» Exercise passage
━━━━━━━━━━━━━━━━
Monday, January 30, 2017

Glaxo Fires Latest Shot in Patent Battle with Genentech over Therapeutic Molecule Antibodies

Glaxo Fires Latest Shot in Patent Battle with Genentech over Therapeutic Molecule Antibodies


On September 20, Glaxo Smith Kline (Glaxo) sued Genentech for infringement of US patent numbers RE40,070 and RE41,555 in the District of Delaware. The patents claim methods of purifying monomeric IgG antibody using hydrophobic interaction chromatography. GSK alleges in its complaint that Genentechs production of therapeutic monoclonal antibody products, specifically Herceptin, infringes the patents. Herceptin is an important monoclonal antibody therapeutic used to treat HER2 positive breast cancer. The complaint is available here.

The lawsuit is the latest volley in an ongoing patent war between GSK and Genentech over recombinant monoclonal antibody technology. Most of the patents that have been asserted are directed towards general methodologies used in the production and formulation of monoclonal antibody therapeutics.
━━━━━━━━━━━━━━━━
» Source information
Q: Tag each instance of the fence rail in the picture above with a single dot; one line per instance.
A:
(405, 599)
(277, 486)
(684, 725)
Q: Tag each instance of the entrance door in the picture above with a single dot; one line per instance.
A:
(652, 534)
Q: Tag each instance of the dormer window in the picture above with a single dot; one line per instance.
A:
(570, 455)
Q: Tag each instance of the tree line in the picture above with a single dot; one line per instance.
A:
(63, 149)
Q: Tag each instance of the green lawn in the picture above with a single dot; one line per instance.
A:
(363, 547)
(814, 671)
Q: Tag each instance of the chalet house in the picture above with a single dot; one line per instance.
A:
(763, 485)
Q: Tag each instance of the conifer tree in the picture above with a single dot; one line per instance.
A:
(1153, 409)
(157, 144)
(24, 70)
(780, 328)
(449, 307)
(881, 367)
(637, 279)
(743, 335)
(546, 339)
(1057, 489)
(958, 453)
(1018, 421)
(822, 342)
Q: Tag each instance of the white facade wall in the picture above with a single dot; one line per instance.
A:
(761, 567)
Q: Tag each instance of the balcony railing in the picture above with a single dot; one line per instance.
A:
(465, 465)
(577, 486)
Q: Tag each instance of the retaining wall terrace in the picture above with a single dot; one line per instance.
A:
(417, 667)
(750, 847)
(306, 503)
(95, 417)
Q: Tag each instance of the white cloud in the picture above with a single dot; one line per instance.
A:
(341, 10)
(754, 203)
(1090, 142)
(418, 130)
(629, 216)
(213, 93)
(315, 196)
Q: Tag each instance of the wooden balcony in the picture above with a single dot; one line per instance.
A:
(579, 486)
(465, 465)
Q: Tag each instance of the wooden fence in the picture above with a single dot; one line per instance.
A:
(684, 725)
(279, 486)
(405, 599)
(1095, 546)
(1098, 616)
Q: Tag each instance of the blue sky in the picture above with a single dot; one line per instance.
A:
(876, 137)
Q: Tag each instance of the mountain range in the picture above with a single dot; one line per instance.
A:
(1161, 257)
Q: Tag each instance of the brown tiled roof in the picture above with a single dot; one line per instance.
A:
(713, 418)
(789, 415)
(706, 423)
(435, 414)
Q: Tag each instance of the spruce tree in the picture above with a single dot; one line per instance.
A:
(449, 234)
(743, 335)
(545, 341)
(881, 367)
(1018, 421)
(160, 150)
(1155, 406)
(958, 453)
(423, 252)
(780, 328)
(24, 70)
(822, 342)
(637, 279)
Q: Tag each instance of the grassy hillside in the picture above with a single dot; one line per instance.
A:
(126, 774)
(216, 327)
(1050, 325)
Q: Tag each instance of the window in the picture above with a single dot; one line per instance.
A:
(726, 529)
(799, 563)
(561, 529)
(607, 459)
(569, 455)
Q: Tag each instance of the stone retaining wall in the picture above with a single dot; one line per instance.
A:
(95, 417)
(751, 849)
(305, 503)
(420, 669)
━━━━━━━━━━━━━━━━
» Your objective
Continue the article about the Glaxo–Genentech antibody patent dispute, picking up right after its final sentence.

» Written response
For example, in 1999 Glaxo sued Genentech for allegedly infringing US patent numbers 5,545,403 and 5,545,405 (both generally claiming methods of treatment using recombinant antibody glycosylated by Chinese hamster ovary (CHO) cells), and US patent numbers 5,654,403 and 5,792,838 (both directed towards methods of stabilizing antibody formulations using copper chelators). Glaxo alleged that the patents were infringed by Genentechs production of Herceptin and Rituxan, two cancer drugs that target breast cancer whose tumors over express the HER2 protein and CD20 positive, B-cell non-Hodgkins lymphoma, respectively. A district court held for Genentech, finding all of the asserted Glaxo claims invalid and/or not infringed. The case settled while on appeal to the Federal Circuit.

In 2000, Glaxo sued Genentech for allegedly infringing US patent number 5,633,162, which claims methods of growing CHO cells in a serum-free medium. While the complaint does not specifically identify the allegedly infringing Genentech products, Genentech reported in a filing to SEC that it assumed that the lawsuit was directed towards Herceptin and Rituxan. This case settled early in the litigation.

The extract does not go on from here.